An Evaluation of Animal Charity Evaluators by eaanonymous1234

This post argues that Animal Charity Evaluators (ACE) communicates poorly about which charities it recommends, insufficiently evaluates charities across different types of interventions (thus losing information about big differences in impact), underrates the effectiveness of animal welfare reforms, and tries to fill too many roles at the same time. It also suggests some concrete improvements, like changes to the language on ACE’s website and a recommendation for ACE to pivot towards having more emphasis on producing original research (leaning into the “evaluator” side of its role) relative to functioning as a fund.

We were impressed by the level of detail in the post, its focus on big problems in ACE’s work and explanations of which issues it felt were more important, and the amount of constructive work done by the author (e.g. diving into research into animal welfare reforms and outlining how this compares to other interventions ACE recommends). On the other hand, we’re not sure how much of the post is novel. We’re also aware of minor errors in the post, like suggesting that an organization that disbanded in 2022 is able to take on some of the roles that ACE is currently holding.

[Entries from a pointing dataset]
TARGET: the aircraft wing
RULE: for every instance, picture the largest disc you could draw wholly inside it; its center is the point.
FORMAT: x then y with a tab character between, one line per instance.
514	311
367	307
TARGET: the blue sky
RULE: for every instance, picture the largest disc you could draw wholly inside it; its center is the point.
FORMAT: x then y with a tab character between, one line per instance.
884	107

GIVEN PROBLEM
Decide whether each statement agrees with the text on the Animal Charity Evaluators post, answering yes or no and quoting the deciding words: (a) the post recommends that ACE place more emphasis on producing original research; (b) the post argues that ACE overrates the effectiveness of animal welfare reforms; (c) the reviewers are confident that most of the post is novel.

ANSWER IN FULL
(a) Yes: "a recommendation for ACE to pivot towards having more emphasis on producing original research"
(b) No: "underrates the effectiveness of animal welfare reforms"
(c) No: "we’re not sure how much of the post is novel"